Brief A
In the ALOKOMP database proposal, how does query time scale with the length of relationships in a graph database?
Brief B
Extend the ALOKOMP database proposal past its final sentence.

Passage to read
::::::

This proposal brings a further key enhancement to the ALOKOMP project: a switch to the entirely different form of underlying database: instead of using a relational database, amino acid interactions would be represented in the form of a graph database. Graph database is a form that stores the data in a form of a graph, essentially a network of nodes, which is ideally suited to represent network structure of proteins. It is no wonder that the PDB has recently put its entire database in this form [https://www.ebi.ac.uk/pdbe/pdbe-kb/]. But the reason for employing a graph database is more fundamental and has to do with the performance of databases with respect to the length of the queries that can be performed. Namely, allosteric interaction pathways usually span many residues. Executing queries that involve many table lookups in a relational database is computationally prohibitive. As soon as the number of hops reaches a certain (small) number, the time it takes for the query to execute increases exponentially. This is in sharp contrast to the graph databases where the relationships are objects themselves and the query time scales linearly with their length. Therefore, it is in principle possible to follow relationships between amino acids irrespective of their physical distance, which is just what we need for allostery.

::::::

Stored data
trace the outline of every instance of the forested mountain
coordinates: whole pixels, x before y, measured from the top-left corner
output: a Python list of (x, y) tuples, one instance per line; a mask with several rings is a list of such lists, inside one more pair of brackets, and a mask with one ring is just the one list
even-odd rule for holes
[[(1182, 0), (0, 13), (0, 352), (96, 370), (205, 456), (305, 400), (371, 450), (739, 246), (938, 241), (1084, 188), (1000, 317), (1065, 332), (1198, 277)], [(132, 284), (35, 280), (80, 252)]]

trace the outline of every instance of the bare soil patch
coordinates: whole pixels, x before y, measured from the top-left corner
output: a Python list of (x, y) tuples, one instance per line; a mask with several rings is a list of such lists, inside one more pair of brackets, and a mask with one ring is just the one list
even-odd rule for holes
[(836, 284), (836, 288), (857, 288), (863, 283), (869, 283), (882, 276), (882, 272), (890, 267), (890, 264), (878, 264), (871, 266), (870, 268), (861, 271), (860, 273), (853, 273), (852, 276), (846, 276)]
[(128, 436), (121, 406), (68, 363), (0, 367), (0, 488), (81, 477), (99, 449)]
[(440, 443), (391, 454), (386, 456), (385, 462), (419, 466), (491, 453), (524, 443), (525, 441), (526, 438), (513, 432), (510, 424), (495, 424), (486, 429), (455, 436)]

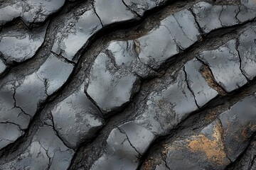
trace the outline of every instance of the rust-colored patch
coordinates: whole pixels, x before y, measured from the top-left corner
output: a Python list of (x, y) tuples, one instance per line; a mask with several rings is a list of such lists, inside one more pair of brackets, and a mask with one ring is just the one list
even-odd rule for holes
[(226, 153), (224, 151), (224, 144), (221, 140), (222, 129), (218, 123), (214, 127), (213, 140), (207, 138), (204, 135), (200, 134), (193, 137), (192, 140), (188, 140), (187, 147), (193, 152), (203, 153), (206, 158), (220, 165), (229, 164)]
[(207, 66), (203, 65), (201, 69), (201, 72), (211, 88), (217, 91), (221, 96), (225, 96), (226, 94), (226, 92), (214, 81), (213, 76)]

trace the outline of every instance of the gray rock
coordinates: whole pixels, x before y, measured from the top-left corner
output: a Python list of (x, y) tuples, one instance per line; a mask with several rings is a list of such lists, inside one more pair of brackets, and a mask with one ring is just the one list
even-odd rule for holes
[(137, 17), (120, 0), (112, 0), (111, 3), (95, 0), (94, 7), (103, 26), (130, 21)]
[(199, 2), (193, 6), (196, 19), (205, 33), (222, 27), (220, 21), (221, 6), (213, 6), (207, 2)]
[(126, 123), (119, 128), (125, 133), (132, 146), (142, 155), (155, 138), (153, 133), (134, 122)]
[(52, 127), (40, 127), (31, 144), (14, 160), (0, 165), (1, 169), (67, 169), (74, 151), (64, 145)]
[(0, 123), (0, 149), (24, 134), (18, 125), (12, 123)]
[(6, 69), (6, 64), (4, 64), (3, 61), (0, 60), (0, 74), (2, 74)]
[[(17, 106), (33, 116), (38, 104), (51, 95), (67, 81), (73, 66), (50, 55), (38, 71), (25, 79), (16, 87)], [(61, 75), (56, 73), (61, 73)]]
[(256, 98), (248, 96), (219, 115), (227, 155), (232, 162), (249, 144), (247, 139), (256, 132)]
[(52, 51), (72, 60), (89, 38), (102, 28), (92, 7), (80, 9), (81, 13), (68, 13), (58, 29)]
[(217, 83), (227, 92), (245, 85), (247, 81), (240, 69), (236, 40), (228, 41), (217, 50), (204, 51), (199, 57), (209, 65)]
[(18, 17), (27, 23), (42, 23), (50, 15), (58, 11), (65, 0), (11, 0), (0, 6), (0, 26)]
[(198, 109), (194, 97), (188, 89), (185, 73), (180, 71), (176, 80), (166, 89), (149, 94), (135, 123), (154, 135), (164, 135)]
[[(97, 57), (90, 72), (86, 91), (104, 113), (120, 108), (138, 91), (138, 77), (117, 66), (117, 57), (129, 57), (115, 55), (113, 62), (111, 57), (102, 52)], [(124, 62), (129, 62), (129, 60)]]
[(161, 25), (167, 27), (171, 38), (181, 49), (186, 49), (195, 43), (200, 35), (195, 18), (187, 9), (168, 16), (161, 21)]
[(158, 6), (156, 0), (124, 0), (125, 4), (133, 11), (136, 11), (139, 16), (143, 16), (144, 12)]
[(245, 75), (252, 79), (256, 76), (256, 27), (242, 33), (239, 38), (238, 50), (241, 57), (241, 69)]
[(15, 26), (0, 34), (0, 52), (7, 62), (21, 62), (33, 57), (42, 45), (48, 24), (32, 30)]
[(102, 126), (100, 110), (80, 89), (58, 103), (51, 111), (55, 130), (72, 148), (95, 135)]
[(218, 96), (218, 92), (210, 87), (200, 72), (203, 64), (196, 59), (192, 60), (184, 65), (187, 81), (192, 90), (199, 107), (202, 107), (209, 101)]
[(139, 45), (139, 60), (154, 69), (159, 69), (168, 59), (178, 53), (175, 40), (164, 26), (154, 28), (136, 40)]
[(240, 0), (241, 6), (237, 18), (240, 22), (253, 20), (256, 16), (256, 5), (254, 0)]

::::::

Exercise answer A
Query time scales linearly with the length of the relationships.

Exercise answer B
To fully take advantage of such enormous amounts of data in a form of the graph database, it is necessary to leverage machine learning (ML) algorithms that will operate on this highly structured and connected data. Along with the above-mentioned libraries, Python features a mature ML eco-system which will allow the identification of patterns in the relationships. The main goal of the ML analysis is to identify highly correlated changes in residue parameters (such as concerted movements, simultaneous changes in conformations, coinciding hydrogen bond formation etc.), but also to find regularities and similarities in residue environments between different enzymes.
This project would aim to utilize this novel combination of XC, MD and ML that will operate on highly interconnected data in form of the graph database. The first part of project would focus on obtaining the dynamic MD data using the static XC data as the starting point. This is ongoing work at the host institute, and I would join to help finalizing it. The MD data would then be organised as a graph database allowing for different ML algorithms to be tested in search for allosteric pathways. Finally, amino acids identified as allosteric “hotspots” would be probed using molecular biology, namely site-directed mutagenesis followed by testing the impact of mutation on the enzymes’ kinetics. All-together this project will yield a new perspective on the phenomenon of allostery in PNPs, with the possibility of application to the enzymes in general.